TASK INSTRUCTIONS →
Please return the material exactly; leave no entry out.

- Opening Delimiter -

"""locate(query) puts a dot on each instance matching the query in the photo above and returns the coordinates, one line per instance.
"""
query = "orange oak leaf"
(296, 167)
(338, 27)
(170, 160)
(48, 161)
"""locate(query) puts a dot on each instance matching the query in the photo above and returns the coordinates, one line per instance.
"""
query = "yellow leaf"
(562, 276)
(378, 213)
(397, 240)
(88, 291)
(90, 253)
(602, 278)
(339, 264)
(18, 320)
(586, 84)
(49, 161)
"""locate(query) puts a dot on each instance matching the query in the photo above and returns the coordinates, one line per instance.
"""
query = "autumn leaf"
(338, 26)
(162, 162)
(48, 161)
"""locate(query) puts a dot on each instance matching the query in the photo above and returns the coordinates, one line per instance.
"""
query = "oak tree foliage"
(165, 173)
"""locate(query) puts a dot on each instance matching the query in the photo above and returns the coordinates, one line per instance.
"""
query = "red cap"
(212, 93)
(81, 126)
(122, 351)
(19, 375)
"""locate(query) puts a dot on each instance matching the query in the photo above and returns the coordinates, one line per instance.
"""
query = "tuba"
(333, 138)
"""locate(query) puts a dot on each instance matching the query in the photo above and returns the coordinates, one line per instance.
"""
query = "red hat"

- Closing Delimiter -

FINISHED TASK →
"""locate(query) puts a dot on each instance matching the query in the photo above and returns the coordinates, one line per instance.
"""
query = "orange oak leaf"
(296, 167)
(338, 27)
(170, 160)
(48, 161)
"""locate(query) puts a dot on each instance matching the query in the photo above and returns the coordinates, one line per instance.
"""
query = "yellow leaf"
(562, 276)
(378, 213)
(397, 240)
(88, 291)
(90, 253)
(602, 278)
(339, 264)
(18, 320)
(586, 84)
(49, 161)
"""locate(query) puts a dot on each instance matching the query in the photo above and returns the coordinates, one line per instance.
"""
query = "autumn leaf"
(338, 26)
(162, 162)
(48, 161)
"""locate(query) puts a dot on each instance matching the query in the photo above and returns the coordinates, one line per instance.
"""
query = "oak tree foliage"
(165, 173)
"""locate(query) puts a dot on each instance matching the query in the photo above and returns the coordinates, one line per instance.
"""
query = "red cap"
(212, 93)
(81, 126)
(122, 351)
(19, 375)
"""locate(query) puts a dot on each instance matching the query in the photo above and returns the coordinates, one line per instance.
"""
query = "tuba"
(333, 138)
"""locate(query) puts a dot on each instance matching the query in the photo above and returns the coordinates, one line per instance.
"""
query = "red hat"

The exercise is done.